> _EXERCISE MATERIAL_:
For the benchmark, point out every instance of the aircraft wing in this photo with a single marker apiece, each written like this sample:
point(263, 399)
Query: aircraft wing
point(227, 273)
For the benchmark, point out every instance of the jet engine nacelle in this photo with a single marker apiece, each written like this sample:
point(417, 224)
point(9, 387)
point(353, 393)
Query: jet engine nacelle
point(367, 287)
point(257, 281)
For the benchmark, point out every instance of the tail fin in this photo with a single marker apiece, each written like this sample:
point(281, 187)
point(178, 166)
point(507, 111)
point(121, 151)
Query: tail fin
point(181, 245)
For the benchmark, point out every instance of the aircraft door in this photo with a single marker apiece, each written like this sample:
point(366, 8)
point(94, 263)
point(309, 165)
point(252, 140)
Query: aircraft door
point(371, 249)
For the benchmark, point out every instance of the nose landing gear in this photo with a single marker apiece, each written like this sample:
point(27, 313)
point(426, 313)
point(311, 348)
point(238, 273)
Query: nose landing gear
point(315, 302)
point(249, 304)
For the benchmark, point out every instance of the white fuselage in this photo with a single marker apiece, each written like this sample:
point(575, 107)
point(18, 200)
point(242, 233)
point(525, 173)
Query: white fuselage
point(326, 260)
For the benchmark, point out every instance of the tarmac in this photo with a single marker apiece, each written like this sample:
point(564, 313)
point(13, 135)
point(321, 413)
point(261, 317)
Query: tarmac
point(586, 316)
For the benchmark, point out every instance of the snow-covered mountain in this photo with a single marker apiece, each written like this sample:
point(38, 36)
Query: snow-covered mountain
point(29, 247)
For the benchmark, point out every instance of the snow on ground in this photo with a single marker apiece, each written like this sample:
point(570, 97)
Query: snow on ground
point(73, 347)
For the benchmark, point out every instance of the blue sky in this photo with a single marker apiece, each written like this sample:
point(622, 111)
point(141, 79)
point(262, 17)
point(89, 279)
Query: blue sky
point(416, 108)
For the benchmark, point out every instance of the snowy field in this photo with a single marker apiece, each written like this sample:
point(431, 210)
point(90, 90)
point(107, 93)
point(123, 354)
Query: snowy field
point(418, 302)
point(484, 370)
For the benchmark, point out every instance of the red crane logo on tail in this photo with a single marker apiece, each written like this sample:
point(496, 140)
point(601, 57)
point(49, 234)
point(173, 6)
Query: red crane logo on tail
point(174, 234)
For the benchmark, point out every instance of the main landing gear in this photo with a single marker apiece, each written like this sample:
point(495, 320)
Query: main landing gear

> _WRITTEN PROBLEM_: Please write out the items above without any change, starting at their first line and ending at the line that contains "point(257, 281)", with both of those lines included.

> _THE REPLY_:
For the benchmark, point out every instance of the aircraft wing in this photo with a single marker apiece, each written like this sample:
point(263, 399)
Query: aircraft wing
point(227, 273)
For the benchmark, point out every instance of the jet engine nacelle in this photo with a single marker apiece, each written like this sample:
point(417, 224)
point(9, 387)
point(353, 393)
Query: jet engine nacelle
point(367, 287)
point(257, 281)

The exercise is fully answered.